* Problem statement:
Using the data below, repeat all of it precisely.

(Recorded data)

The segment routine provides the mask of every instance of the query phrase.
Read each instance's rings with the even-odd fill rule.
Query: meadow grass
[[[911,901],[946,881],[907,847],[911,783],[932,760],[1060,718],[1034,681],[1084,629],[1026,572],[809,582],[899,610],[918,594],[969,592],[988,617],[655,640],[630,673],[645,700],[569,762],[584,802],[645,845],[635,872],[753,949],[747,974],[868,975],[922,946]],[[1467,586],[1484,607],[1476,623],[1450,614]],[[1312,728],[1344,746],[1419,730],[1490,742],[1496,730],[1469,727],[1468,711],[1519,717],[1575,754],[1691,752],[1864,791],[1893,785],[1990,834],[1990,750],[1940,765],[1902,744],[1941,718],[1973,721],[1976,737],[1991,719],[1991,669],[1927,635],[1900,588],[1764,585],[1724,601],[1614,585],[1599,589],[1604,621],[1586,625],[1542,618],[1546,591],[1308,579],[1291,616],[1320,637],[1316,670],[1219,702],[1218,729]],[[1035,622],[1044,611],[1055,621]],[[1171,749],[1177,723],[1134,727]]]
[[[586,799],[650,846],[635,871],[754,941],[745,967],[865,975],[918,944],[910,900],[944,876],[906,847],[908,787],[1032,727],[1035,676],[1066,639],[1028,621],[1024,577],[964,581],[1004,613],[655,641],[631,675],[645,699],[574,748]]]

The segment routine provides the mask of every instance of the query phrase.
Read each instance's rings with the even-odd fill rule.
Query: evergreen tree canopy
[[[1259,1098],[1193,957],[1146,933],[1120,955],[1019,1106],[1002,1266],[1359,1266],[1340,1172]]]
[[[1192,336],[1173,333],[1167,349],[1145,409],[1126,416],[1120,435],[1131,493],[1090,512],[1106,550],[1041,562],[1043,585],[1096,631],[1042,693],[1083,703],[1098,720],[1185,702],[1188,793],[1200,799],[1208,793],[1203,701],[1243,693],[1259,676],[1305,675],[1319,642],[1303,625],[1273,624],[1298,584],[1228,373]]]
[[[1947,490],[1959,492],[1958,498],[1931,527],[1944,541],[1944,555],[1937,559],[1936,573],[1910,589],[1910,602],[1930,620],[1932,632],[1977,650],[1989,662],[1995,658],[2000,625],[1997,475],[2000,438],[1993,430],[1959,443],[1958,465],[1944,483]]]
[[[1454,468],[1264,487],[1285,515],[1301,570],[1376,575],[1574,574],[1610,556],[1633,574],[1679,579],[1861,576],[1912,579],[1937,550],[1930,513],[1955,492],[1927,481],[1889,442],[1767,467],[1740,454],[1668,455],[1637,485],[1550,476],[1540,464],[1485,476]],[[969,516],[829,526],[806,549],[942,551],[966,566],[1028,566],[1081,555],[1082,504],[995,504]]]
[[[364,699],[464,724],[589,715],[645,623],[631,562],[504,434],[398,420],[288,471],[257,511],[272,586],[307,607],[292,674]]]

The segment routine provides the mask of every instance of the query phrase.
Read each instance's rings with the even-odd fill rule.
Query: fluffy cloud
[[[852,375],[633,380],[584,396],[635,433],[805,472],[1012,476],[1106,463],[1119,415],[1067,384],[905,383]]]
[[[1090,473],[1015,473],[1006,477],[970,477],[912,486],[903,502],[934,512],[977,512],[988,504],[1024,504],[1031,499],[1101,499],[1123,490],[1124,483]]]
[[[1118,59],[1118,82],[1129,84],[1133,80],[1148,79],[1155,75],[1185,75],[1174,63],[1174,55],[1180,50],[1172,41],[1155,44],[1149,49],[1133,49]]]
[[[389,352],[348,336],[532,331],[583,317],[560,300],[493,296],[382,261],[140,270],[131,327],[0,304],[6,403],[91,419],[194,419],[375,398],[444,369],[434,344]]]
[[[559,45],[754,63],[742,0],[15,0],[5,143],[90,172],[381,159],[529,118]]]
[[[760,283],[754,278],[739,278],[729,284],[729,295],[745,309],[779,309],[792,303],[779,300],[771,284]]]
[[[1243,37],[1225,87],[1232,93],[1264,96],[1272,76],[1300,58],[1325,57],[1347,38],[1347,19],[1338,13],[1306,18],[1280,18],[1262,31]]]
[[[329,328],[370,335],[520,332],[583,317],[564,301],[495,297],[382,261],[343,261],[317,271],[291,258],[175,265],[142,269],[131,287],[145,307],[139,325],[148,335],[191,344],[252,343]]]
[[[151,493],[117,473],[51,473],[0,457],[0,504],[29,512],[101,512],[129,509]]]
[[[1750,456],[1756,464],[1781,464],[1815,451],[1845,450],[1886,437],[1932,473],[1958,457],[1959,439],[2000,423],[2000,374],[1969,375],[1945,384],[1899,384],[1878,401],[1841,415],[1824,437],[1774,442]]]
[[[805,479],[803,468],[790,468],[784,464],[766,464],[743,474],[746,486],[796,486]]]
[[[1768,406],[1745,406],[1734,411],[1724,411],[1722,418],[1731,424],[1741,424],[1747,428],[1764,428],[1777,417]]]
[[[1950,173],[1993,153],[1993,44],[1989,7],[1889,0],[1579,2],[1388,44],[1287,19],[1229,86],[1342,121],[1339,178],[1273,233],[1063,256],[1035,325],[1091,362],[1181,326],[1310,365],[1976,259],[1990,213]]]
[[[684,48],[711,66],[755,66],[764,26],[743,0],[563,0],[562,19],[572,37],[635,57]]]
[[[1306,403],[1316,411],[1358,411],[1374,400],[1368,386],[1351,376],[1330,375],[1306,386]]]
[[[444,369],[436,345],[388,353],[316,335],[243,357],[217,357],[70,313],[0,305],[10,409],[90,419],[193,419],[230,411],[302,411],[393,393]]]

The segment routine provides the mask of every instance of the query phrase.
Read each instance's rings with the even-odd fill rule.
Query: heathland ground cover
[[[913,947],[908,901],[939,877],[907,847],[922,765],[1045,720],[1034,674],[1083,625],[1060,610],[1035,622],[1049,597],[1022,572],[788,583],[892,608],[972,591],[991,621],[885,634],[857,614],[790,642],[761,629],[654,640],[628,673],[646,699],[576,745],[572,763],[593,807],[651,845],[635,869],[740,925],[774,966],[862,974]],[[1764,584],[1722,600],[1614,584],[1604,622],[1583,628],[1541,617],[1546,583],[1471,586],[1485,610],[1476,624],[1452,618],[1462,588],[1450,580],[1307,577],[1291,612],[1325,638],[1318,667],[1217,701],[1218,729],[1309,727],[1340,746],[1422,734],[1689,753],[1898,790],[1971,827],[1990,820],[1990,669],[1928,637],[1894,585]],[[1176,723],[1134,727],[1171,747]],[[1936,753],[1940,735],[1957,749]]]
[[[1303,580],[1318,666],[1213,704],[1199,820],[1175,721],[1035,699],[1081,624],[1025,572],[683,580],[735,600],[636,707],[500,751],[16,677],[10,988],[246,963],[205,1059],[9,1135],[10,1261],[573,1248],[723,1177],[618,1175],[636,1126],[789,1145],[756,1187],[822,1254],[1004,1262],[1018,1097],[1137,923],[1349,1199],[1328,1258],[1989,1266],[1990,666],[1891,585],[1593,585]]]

* Answer area:
The segment routine provides the mask of every instance of the query phrase.
Read each instance's rings with the even-odd fill rule.
Query: meadow grass
[[[911,901],[946,881],[907,847],[911,783],[932,760],[1060,718],[1034,681],[1084,629],[1026,572],[809,582],[899,610],[918,594],[969,592],[988,617],[655,640],[630,673],[645,700],[569,762],[584,802],[645,845],[635,872],[753,949],[747,974],[868,975],[922,946]],[[1467,586],[1484,607],[1476,623],[1450,614]],[[1312,728],[1344,746],[1419,730],[1490,742],[1496,730],[1469,727],[1468,711],[1519,717],[1575,754],[1691,752],[1864,791],[1893,785],[1990,834],[1990,750],[1940,765],[1902,744],[1941,718],[1973,721],[1976,737],[1991,719],[1991,669],[1927,635],[1900,588],[1764,585],[1724,601],[1614,585],[1599,589],[1604,621],[1586,625],[1542,618],[1546,591],[1308,579],[1291,616],[1320,637],[1316,670],[1219,702],[1218,729]],[[1035,622],[1044,611],[1055,621]],[[1171,749],[1177,723],[1134,727]]]
[[[586,799],[650,846],[635,871],[754,941],[745,967],[865,975],[918,944],[910,900],[944,876],[906,847],[908,787],[1032,727],[1035,676],[1066,639],[1028,621],[1024,577],[964,581],[1004,613],[655,641],[631,675],[645,699],[574,748]]]

The segment routine provides the mask of every instance of the query phrase.
Read each instance's rings with the even-odd fill rule.
Query: evergreen tree canopy
[[[1259,1098],[1193,957],[1146,933],[1120,955],[1019,1106],[1002,1266],[1359,1266],[1340,1172]]]
[[[1192,336],[1173,333],[1167,349],[1145,409],[1126,416],[1120,435],[1131,493],[1090,512],[1106,550],[1041,562],[1043,585],[1096,631],[1042,693],[1083,703],[1098,720],[1185,702],[1188,793],[1200,799],[1208,793],[1203,701],[1243,693],[1259,676],[1305,675],[1319,642],[1303,625],[1273,624],[1298,584],[1228,373]]]
[[[1947,490],[1959,492],[1958,498],[1931,527],[1944,541],[1944,555],[1937,559],[1936,573],[1910,589],[1910,602],[1930,620],[1932,632],[1977,650],[1989,662],[1995,658],[2000,625],[1997,475],[2000,438],[1993,430],[1959,443],[1958,465],[1944,483]]]
[[[1454,468],[1264,487],[1285,515],[1301,570],[1376,575],[1574,574],[1610,556],[1633,574],[1679,579],[1861,576],[1912,579],[1937,550],[1930,513],[1955,492],[1927,481],[1889,442],[1767,467],[1740,454],[1668,455],[1637,485],[1550,476],[1540,464],[1485,476]],[[969,516],[829,526],[806,549],[942,551],[966,566],[1028,566],[1081,555],[1082,504],[995,504]]]
[[[364,699],[464,724],[589,715],[645,623],[631,562],[504,434],[398,420],[288,471],[257,511],[272,586],[307,607],[292,674]]]

The segment routine provides the mask of every instance of the query phrase.
Read each instance's rings with the even-odd fill rule.
Query: fluffy cloud
[[[852,375],[633,380],[584,396],[635,433],[805,472],[1012,476],[1106,463],[1119,415],[1067,384],[905,383]]]
[[[1090,473],[1015,473],[1006,477],[970,477],[912,486],[903,502],[934,512],[977,512],[988,504],[1024,504],[1031,499],[1101,499],[1123,490],[1124,483]]]
[[[1118,59],[1118,82],[1129,84],[1133,80],[1148,79],[1155,75],[1185,75],[1174,63],[1174,55],[1180,50],[1172,41],[1155,44],[1149,49],[1133,49]]]
[[[389,352],[348,336],[532,331],[583,317],[560,300],[493,296],[382,261],[140,270],[131,327],[0,304],[6,403],[91,419],[194,419],[375,398],[444,369],[434,344]]]
[[[559,45],[754,63],[742,0],[15,0],[5,143],[90,172],[381,159],[529,118]]]
[[[760,283],[754,278],[739,278],[729,284],[729,295],[745,309],[779,309],[792,303],[779,300],[771,284]]]
[[[1243,37],[1225,87],[1232,93],[1264,96],[1272,76],[1300,58],[1325,57],[1347,38],[1347,19],[1338,13],[1306,18],[1280,18],[1262,31]]]
[[[329,328],[370,335],[520,332],[583,317],[564,301],[495,297],[382,261],[343,261],[317,271],[291,258],[175,265],[142,269],[131,287],[145,307],[139,325],[148,335],[191,344],[252,343]]]
[[[151,493],[117,473],[51,473],[0,457],[0,504],[29,512],[101,512],[129,509]]]
[[[1750,456],[1756,464],[1781,464],[1815,451],[1845,450],[1886,437],[1932,473],[1958,457],[1959,439],[2000,423],[2000,374],[1969,375],[1945,384],[1899,384],[1878,401],[1841,415],[1824,437],[1774,442]]]
[[[805,479],[803,468],[790,468],[784,464],[766,464],[743,474],[746,486],[796,486]]]
[[[1768,406],[1745,406],[1734,411],[1724,411],[1722,418],[1731,424],[1741,424],[1747,428],[1764,428],[1777,417]]]
[[[1950,173],[1993,153],[1993,44],[1989,7],[1889,0],[1579,2],[1388,44],[1287,19],[1229,86],[1342,121],[1339,178],[1273,233],[1063,256],[1035,325],[1091,362],[1181,326],[1310,365],[1976,259],[1990,213]]]
[[[684,48],[711,66],[755,66],[764,26],[743,0],[563,0],[562,19],[572,37],[635,57]]]
[[[1306,403],[1316,411],[1358,411],[1374,400],[1368,386],[1351,376],[1330,375],[1306,386]]]
[[[444,369],[436,345],[388,353],[316,335],[243,357],[217,357],[70,313],[0,305],[10,409],[90,419],[193,419],[230,411],[302,411],[393,393]]]

The segment routine provides the mask of every instance of the query phrase.
Read each instance's rings with the even-odd fill rule.
Query: heathland ground cover
[[[913,947],[908,901],[939,877],[907,847],[922,765],[1045,720],[1034,674],[1083,625],[1060,610],[1035,622],[1049,597],[1022,572],[788,583],[892,608],[972,591],[991,621],[885,634],[857,614],[790,642],[761,629],[654,640],[628,673],[646,699],[576,745],[572,763],[593,807],[651,845],[635,869],[740,925],[774,966],[862,974]],[[1764,584],[1722,600],[1614,584],[1604,622],[1583,628],[1541,617],[1546,583],[1471,586],[1485,610],[1476,624],[1452,618],[1462,588],[1450,580],[1307,577],[1291,612],[1325,638],[1318,667],[1217,701],[1218,729],[1309,727],[1340,746],[1422,734],[1689,753],[1898,790],[1971,827],[1990,820],[1990,669],[1928,637],[1894,585]],[[1176,723],[1134,727],[1171,747]],[[1936,753],[1940,735],[1957,749]]]
[[[1303,580],[1318,666],[1213,704],[1199,820],[1175,721],[1035,699],[1081,624],[1025,572],[683,580],[735,600],[636,707],[500,751],[16,677],[10,988],[246,963],[205,1059],[9,1135],[10,1261],[573,1248],[723,1177],[618,1175],[636,1126],[789,1145],[756,1187],[822,1254],[1004,1262],[1018,1097],[1137,923],[1349,1199],[1328,1258],[1989,1266],[1990,666],[1891,585],[1593,585]]]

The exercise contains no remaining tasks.